◆ **Dataset content**:
*** Block opens ***
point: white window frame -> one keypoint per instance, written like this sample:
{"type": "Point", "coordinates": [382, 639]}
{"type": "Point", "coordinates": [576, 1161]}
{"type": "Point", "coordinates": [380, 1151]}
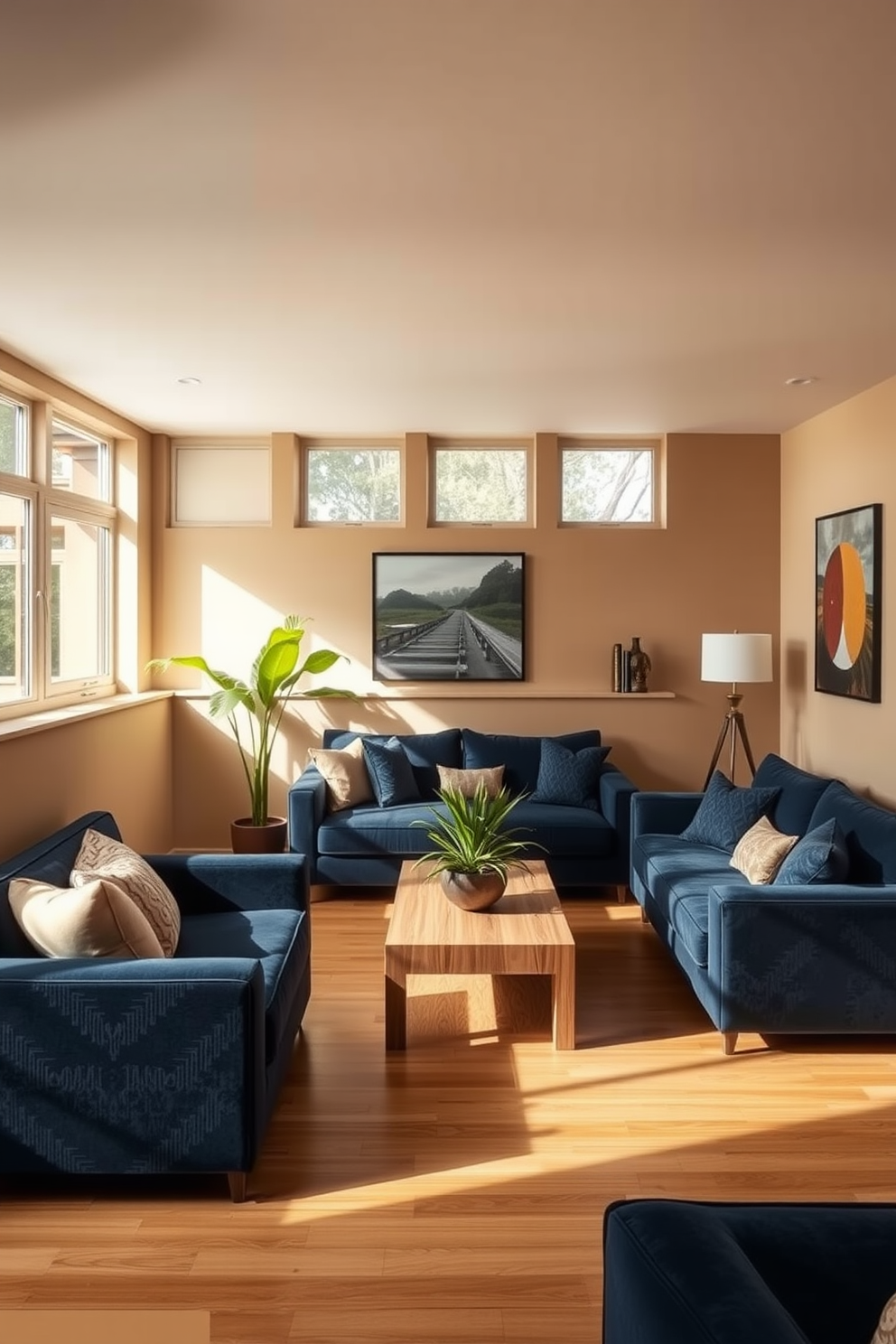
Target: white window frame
{"type": "Point", "coordinates": [484, 443]}
{"type": "Point", "coordinates": [347, 443]}
{"type": "Point", "coordinates": [620, 443]}
{"type": "Point", "coordinates": [46, 501]}
{"type": "Point", "coordinates": [219, 445]}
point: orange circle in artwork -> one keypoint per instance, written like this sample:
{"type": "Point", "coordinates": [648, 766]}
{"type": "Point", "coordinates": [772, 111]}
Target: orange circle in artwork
{"type": "Point", "coordinates": [844, 605]}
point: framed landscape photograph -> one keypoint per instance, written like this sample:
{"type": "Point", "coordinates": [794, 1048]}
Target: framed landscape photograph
{"type": "Point", "coordinates": [449, 616]}
{"type": "Point", "coordinates": [848, 602]}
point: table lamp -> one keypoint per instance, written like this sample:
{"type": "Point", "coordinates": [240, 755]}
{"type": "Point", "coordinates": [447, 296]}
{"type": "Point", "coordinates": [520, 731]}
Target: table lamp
{"type": "Point", "coordinates": [735, 658]}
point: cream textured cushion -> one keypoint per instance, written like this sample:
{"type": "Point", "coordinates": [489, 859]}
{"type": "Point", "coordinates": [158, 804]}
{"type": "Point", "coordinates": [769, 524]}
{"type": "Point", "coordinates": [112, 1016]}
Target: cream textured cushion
{"type": "Point", "coordinates": [465, 781]}
{"type": "Point", "coordinates": [761, 851]}
{"type": "Point", "coordinates": [885, 1332]}
{"type": "Point", "coordinates": [96, 919]}
{"type": "Point", "coordinates": [345, 773]}
{"type": "Point", "coordinates": [104, 858]}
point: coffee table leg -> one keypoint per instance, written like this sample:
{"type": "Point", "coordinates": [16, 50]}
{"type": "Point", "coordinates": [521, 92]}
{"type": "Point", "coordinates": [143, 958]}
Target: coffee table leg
{"type": "Point", "coordinates": [395, 1011]}
{"type": "Point", "coordinates": [563, 999]}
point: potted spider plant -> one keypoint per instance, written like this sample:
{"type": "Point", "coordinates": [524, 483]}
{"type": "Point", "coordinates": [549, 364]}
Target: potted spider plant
{"type": "Point", "coordinates": [261, 703]}
{"type": "Point", "coordinates": [473, 850]}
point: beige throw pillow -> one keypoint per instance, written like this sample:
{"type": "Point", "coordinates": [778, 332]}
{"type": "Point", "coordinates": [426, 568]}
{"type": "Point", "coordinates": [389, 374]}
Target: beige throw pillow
{"type": "Point", "coordinates": [885, 1332]}
{"type": "Point", "coordinates": [762, 851]}
{"type": "Point", "coordinates": [465, 781]}
{"type": "Point", "coordinates": [104, 858]}
{"type": "Point", "coordinates": [96, 919]}
{"type": "Point", "coordinates": [348, 782]}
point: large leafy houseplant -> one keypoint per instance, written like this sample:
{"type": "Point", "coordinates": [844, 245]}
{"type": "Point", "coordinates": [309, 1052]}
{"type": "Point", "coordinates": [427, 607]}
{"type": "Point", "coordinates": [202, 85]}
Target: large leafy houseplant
{"type": "Point", "coordinates": [473, 850]}
{"type": "Point", "coordinates": [270, 686]}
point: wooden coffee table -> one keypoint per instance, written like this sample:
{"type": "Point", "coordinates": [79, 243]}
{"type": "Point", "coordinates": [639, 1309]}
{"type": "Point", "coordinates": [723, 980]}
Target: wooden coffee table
{"type": "Point", "coordinates": [524, 934]}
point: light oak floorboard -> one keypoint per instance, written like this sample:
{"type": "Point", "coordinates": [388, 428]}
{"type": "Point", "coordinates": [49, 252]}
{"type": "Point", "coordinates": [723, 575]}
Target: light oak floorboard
{"type": "Point", "coordinates": [455, 1191]}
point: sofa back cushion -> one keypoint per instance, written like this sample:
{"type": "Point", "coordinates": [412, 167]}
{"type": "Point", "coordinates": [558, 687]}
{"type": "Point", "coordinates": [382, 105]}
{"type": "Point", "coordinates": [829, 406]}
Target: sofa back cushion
{"type": "Point", "coordinates": [425, 751]}
{"type": "Point", "coordinates": [869, 831]}
{"type": "Point", "coordinates": [520, 756]}
{"type": "Point", "coordinates": [799, 793]}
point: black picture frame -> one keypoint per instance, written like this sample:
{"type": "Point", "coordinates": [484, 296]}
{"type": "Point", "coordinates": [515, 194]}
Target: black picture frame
{"type": "Point", "coordinates": [449, 616]}
{"type": "Point", "coordinates": [848, 602]}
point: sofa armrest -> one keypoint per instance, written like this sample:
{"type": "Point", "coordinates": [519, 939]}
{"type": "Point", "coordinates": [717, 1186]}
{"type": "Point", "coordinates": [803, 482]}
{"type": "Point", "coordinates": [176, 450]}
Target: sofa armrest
{"type": "Point", "coordinates": [132, 1066]}
{"type": "Point", "coordinates": [675, 1274]}
{"type": "Point", "coordinates": [662, 813]}
{"type": "Point", "coordinates": [214, 882]}
{"type": "Point", "coordinates": [617, 792]}
{"type": "Point", "coordinates": [305, 811]}
{"type": "Point", "coordinates": [804, 958]}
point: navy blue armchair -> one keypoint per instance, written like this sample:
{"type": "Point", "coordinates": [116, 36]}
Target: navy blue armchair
{"type": "Point", "coordinates": [167, 1065]}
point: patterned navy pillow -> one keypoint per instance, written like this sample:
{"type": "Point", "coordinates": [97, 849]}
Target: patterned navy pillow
{"type": "Point", "coordinates": [819, 856]}
{"type": "Point", "coordinates": [390, 770]}
{"type": "Point", "coordinates": [570, 779]}
{"type": "Point", "coordinates": [725, 813]}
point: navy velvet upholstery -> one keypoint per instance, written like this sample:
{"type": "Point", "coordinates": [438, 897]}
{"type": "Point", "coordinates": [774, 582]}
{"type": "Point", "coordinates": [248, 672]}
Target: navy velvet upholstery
{"type": "Point", "coordinates": [110, 1066]}
{"type": "Point", "coordinates": [676, 1272]}
{"type": "Point", "coordinates": [777, 958]}
{"type": "Point", "coordinates": [364, 845]}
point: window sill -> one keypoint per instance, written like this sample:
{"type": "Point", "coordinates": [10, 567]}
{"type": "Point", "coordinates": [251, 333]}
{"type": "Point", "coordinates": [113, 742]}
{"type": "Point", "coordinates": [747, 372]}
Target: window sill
{"type": "Point", "coordinates": [44, 719]}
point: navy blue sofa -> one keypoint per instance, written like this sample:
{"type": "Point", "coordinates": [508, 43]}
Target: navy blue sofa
{"type": "Point", "coordinates": [167, 1065]}
{"type": "Point", "coordinates": [366, 845]}
{"type": "Point", "coordinates": [774, 958]}
{"type": "Point", "coordinates": [677, 1272]}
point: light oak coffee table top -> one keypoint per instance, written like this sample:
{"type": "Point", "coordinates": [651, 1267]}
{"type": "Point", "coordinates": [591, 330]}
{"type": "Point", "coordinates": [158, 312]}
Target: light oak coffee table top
{"type": "Point", "coordinates": [526, 933]}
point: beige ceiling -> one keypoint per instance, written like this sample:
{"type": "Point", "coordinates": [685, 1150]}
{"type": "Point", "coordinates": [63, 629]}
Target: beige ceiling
{"type": "Point", "coordinates": [454, 215]}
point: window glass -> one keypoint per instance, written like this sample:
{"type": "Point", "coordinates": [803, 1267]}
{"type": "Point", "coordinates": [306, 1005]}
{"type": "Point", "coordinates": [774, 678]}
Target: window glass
{"type": "Point", "coordinates": [79, 598]}
{"type": "Point", "coordinates": [607, 484]}
{"type": "Point", "coordinates": [15, 515]}
{"type": "Point", "coordinates": [14, 437]}
{"type": "Point", "coordinates": [481, 484]}
{"type": "Point", "coordinates": [79, 462]}
{"type": "Point", "coordinates": [352, 485]}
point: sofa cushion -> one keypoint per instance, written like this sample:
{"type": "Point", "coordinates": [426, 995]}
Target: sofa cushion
{"type": "Point", "coordinates": [727, 812]}
{"type": "Point", "coordinates": [97, 919]}
{"type": "Point", "coordinates": [520, 756]}
{"type": "Point", "coordinates": [761, 851]}
{"type": "Point", "coordinates": [570, 779]}
{"type": "Point", "coordinates": [348, 784]}
{"type": "Point", "coordinates": [394, 831]}
{"type": "Point", "coordinates": [390, 770]}
{"type": "Point", "coordinates": [819, 856]}
{"type": "Point", "coordinates": [277, 938]}
{"type": "Point", "coordinates": [799, 792]}
{"type": "Point", "coordinates": [425, 751]}
{"type": "Point", "coordinates": [101, 856]}
{"type": "Point", "coordinates": [869, 831]}
{"type": "Point", "coordinates": [468, 781]}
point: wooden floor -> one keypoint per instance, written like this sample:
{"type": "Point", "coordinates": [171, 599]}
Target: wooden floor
*** Block closes ***
◆ **Directions for this task**: From the first line of the records down through the line containing "point: orange circle", transcribe exactly those lines and no others, both ends kept, pictures dropped.

◆ **Answer to this problem**:
point: white window frame -> one keypoint per instance, written like this sample:
{"type": "Point", "coordinates": [382, 639]}
{"type": "Point", "coordinates": [576, 1161]}
{"type": "Point", "coordinates": [380, 1151]}
Target: white window frame
{"type": "Point", "coordinates": [484, 443]}
{"type": "Point", "coordinates": [347, 443]}
{"type": "Point", "coordinates": [620, 443]}
{"type": "Point", "coordinates": [46, 501]}
{"type": "Point", "coordinates": [219, 445]}
point: orange circle in artwork -> one keypoint per instance, written like this sample:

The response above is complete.